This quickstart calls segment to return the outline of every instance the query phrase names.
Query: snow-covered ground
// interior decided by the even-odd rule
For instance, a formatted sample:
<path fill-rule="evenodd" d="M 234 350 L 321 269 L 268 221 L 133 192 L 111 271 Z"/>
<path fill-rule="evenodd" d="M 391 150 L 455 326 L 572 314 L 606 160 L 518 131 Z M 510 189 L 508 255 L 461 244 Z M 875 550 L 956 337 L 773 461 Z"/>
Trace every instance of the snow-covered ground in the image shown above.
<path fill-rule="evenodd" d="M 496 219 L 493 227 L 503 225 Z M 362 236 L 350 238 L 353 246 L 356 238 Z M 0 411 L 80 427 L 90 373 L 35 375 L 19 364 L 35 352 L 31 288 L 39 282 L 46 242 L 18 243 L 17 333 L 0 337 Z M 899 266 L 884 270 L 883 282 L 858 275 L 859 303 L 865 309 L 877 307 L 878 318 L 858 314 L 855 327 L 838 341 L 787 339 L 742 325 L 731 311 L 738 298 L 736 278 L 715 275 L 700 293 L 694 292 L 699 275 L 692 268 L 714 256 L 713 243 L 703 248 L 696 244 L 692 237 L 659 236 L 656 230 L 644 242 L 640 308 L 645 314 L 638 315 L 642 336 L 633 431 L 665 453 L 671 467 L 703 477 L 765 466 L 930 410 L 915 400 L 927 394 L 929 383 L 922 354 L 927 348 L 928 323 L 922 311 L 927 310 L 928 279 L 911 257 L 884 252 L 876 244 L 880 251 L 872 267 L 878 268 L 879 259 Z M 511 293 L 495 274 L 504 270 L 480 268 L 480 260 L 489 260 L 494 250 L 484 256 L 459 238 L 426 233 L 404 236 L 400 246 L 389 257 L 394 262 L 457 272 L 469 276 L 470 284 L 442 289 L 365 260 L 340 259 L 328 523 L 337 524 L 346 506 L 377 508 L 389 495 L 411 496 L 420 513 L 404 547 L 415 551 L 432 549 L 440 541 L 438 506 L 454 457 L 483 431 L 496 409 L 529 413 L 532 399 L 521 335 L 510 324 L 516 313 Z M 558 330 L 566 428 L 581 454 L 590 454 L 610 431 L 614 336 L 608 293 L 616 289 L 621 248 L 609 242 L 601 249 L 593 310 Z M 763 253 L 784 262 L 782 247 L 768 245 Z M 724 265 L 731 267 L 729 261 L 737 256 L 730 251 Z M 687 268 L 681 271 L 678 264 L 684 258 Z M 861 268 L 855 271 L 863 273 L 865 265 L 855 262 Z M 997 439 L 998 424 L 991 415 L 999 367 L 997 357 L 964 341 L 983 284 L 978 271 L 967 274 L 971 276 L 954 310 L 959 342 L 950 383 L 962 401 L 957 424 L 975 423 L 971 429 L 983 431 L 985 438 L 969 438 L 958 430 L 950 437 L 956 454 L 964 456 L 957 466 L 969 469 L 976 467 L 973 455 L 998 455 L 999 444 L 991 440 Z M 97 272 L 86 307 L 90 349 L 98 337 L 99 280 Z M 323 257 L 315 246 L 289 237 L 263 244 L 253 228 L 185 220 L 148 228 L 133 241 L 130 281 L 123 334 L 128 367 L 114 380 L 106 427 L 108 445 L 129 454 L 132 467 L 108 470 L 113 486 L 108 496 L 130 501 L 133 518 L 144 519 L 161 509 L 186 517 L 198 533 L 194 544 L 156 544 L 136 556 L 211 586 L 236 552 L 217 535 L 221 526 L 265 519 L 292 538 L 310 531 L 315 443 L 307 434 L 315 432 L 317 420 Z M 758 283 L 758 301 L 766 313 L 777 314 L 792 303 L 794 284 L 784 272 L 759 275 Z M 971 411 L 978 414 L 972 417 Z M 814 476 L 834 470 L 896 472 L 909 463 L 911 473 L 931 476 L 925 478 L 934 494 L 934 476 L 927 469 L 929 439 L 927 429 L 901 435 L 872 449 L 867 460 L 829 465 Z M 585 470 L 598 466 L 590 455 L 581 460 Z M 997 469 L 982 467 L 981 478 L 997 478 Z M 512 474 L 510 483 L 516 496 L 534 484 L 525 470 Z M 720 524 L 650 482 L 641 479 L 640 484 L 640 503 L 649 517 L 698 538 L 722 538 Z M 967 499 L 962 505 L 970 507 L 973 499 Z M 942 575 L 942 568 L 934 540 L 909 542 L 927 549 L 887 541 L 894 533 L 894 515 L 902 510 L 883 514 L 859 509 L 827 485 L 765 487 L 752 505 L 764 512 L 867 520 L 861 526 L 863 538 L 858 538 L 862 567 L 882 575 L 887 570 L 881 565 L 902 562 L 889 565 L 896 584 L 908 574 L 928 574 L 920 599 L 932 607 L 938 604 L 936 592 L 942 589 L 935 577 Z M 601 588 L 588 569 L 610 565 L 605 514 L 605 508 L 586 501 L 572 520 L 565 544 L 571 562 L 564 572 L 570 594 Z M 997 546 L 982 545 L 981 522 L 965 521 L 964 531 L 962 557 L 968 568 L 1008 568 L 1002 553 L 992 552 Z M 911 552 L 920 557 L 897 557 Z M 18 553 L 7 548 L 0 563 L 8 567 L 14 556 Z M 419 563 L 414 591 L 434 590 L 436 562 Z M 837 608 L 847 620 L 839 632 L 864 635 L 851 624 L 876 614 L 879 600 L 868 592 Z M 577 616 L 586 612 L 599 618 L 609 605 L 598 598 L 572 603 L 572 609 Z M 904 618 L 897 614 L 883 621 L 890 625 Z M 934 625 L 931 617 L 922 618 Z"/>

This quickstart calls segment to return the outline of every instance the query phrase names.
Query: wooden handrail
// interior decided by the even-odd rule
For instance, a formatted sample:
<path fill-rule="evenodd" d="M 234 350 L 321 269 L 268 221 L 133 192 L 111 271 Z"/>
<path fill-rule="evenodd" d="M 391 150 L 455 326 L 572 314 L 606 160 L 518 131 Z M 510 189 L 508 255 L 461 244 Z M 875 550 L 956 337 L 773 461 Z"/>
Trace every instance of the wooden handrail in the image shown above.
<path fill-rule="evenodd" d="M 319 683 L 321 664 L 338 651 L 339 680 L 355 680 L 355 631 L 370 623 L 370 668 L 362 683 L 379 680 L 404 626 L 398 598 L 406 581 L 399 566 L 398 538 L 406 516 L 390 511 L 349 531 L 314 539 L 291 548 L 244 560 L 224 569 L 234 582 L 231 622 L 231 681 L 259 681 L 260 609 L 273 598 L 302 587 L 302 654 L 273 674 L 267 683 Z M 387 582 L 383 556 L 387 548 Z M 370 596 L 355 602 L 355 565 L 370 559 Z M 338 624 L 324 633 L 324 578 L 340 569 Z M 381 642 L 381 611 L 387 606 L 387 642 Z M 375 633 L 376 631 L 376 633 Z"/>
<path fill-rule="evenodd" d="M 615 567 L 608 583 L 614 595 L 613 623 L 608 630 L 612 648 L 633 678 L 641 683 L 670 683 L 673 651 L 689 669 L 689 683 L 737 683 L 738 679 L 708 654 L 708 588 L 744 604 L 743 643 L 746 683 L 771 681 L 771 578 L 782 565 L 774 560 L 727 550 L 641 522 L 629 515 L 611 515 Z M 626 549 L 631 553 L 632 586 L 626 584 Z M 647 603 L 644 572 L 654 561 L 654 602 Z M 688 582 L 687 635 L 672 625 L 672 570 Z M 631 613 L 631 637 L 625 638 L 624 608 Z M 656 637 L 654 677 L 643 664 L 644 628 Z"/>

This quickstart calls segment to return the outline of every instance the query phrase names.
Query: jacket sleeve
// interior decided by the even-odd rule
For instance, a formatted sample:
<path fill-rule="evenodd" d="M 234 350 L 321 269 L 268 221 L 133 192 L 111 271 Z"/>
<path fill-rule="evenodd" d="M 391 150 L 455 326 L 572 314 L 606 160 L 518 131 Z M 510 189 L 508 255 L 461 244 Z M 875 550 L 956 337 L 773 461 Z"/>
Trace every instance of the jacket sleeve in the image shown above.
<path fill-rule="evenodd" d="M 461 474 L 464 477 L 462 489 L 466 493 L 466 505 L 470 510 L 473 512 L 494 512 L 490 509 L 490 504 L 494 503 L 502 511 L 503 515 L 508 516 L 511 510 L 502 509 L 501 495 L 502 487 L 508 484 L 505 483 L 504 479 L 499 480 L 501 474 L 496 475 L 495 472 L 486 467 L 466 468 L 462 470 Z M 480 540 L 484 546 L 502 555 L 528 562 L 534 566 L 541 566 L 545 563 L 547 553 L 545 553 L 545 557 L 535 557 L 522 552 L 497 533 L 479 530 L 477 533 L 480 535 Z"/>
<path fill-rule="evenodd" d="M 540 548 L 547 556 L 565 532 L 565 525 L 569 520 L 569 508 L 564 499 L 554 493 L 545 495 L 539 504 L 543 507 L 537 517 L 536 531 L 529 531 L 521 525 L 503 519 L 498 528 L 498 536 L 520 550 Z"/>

────

- What is expected
List every line in the rows above that contains the string "covered", matching case exactly.

- Exercise solution
Query: snow-covered ground
Trace every instance of the snow-covered ground in the image shown above.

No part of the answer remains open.